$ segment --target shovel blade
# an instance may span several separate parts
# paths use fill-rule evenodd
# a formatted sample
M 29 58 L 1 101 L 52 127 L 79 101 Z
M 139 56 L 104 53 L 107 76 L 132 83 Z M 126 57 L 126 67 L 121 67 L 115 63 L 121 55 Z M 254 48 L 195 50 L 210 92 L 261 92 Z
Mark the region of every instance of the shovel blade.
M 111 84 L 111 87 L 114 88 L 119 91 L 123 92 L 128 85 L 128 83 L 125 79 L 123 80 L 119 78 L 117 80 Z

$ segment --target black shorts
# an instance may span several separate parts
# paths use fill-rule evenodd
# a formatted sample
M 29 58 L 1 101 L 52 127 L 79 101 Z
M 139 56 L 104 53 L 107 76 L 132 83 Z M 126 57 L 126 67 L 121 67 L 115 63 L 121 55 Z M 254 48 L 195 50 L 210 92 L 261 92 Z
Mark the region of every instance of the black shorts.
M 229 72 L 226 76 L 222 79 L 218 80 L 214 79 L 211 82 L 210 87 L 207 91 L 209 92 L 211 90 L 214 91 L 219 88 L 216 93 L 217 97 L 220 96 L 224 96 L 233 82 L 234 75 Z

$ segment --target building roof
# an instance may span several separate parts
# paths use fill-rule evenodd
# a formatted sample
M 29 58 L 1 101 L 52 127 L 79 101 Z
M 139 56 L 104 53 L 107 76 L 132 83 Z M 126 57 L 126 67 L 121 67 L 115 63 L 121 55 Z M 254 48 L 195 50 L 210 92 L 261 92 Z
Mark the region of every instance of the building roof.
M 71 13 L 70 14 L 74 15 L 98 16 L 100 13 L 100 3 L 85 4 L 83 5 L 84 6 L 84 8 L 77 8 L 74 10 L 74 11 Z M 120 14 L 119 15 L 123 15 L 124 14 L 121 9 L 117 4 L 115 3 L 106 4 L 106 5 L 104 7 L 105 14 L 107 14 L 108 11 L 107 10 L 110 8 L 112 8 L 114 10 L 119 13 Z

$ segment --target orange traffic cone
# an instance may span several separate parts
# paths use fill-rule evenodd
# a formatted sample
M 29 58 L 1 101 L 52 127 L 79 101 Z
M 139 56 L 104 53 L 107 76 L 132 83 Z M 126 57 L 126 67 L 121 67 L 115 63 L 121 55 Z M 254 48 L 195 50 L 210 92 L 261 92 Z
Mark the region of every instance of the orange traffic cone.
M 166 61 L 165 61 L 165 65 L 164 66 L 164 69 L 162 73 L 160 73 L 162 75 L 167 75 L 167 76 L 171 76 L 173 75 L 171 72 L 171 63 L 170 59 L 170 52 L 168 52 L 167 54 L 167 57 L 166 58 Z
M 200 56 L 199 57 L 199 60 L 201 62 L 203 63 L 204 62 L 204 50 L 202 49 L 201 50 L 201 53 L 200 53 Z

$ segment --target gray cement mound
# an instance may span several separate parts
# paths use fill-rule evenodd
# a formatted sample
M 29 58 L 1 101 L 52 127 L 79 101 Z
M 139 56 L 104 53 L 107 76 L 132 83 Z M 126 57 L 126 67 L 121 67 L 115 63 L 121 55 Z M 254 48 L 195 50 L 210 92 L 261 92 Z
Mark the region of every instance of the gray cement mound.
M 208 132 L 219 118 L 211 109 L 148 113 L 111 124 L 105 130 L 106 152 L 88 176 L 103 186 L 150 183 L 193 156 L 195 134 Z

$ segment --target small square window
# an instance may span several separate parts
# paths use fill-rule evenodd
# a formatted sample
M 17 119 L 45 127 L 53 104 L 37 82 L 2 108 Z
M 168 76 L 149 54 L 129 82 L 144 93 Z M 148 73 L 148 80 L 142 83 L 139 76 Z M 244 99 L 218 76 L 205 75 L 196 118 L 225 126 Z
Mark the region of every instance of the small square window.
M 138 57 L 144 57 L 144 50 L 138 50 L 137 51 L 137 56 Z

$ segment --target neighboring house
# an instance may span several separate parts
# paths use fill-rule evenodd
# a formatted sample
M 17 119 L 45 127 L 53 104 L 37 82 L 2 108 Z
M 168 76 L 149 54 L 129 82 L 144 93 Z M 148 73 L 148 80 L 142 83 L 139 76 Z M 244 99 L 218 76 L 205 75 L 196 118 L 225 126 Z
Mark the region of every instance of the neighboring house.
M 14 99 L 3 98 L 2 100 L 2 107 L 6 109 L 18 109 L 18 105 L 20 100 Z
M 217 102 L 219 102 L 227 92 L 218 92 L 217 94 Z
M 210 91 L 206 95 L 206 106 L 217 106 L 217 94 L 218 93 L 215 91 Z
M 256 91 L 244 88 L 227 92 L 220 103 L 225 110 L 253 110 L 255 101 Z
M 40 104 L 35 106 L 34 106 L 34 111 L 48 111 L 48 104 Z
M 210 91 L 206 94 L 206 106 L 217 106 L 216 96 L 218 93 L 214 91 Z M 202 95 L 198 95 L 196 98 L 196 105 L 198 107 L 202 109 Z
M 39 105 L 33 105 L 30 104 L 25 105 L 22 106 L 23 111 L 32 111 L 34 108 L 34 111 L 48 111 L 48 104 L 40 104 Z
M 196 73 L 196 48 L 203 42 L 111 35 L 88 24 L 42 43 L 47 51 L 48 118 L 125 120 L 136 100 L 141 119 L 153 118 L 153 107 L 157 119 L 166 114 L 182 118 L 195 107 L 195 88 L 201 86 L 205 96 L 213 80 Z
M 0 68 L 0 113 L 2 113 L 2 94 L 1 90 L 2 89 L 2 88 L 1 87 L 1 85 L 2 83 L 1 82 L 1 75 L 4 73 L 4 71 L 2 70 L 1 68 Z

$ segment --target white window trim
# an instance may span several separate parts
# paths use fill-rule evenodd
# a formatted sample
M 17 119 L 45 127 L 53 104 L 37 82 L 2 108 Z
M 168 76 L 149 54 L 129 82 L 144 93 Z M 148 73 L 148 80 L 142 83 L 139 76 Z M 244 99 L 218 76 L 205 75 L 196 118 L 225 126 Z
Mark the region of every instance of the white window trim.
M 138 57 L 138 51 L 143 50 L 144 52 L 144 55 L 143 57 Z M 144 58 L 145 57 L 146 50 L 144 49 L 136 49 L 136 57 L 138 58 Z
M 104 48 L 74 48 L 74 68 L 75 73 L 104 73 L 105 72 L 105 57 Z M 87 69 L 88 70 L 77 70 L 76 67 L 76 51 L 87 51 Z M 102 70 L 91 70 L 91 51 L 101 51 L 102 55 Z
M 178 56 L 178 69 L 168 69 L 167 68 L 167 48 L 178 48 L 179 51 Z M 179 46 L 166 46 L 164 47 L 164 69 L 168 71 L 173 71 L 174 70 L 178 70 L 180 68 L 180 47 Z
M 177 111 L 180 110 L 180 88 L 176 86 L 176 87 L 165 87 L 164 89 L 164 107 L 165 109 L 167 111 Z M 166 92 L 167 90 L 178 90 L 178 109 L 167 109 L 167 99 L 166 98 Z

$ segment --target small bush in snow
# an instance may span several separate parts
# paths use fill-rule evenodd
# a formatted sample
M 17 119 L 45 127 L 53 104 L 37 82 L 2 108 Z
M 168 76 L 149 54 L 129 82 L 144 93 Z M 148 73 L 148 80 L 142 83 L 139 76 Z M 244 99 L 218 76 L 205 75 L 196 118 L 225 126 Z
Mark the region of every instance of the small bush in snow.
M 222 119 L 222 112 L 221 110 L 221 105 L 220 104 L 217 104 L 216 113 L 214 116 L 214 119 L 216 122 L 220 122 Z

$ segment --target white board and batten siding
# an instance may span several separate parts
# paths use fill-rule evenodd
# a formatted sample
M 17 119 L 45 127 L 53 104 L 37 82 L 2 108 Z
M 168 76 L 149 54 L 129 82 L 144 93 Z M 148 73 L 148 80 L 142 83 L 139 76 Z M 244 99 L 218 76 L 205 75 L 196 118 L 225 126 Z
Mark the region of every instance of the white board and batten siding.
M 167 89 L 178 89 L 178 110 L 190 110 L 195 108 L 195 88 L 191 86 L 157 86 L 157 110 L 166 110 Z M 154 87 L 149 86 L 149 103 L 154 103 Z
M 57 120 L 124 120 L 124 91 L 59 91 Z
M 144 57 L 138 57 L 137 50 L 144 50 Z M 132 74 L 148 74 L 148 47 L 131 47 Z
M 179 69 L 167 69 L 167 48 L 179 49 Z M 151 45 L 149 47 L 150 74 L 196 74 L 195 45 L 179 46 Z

__What the exercise asks__
Filter the material above, keeping each line that contains the string "blade" and omitting all others. The match is case-sensitive.

__Expected answer__
$ segment --target shovel blade
Mark the region of every instance of the shovel blade.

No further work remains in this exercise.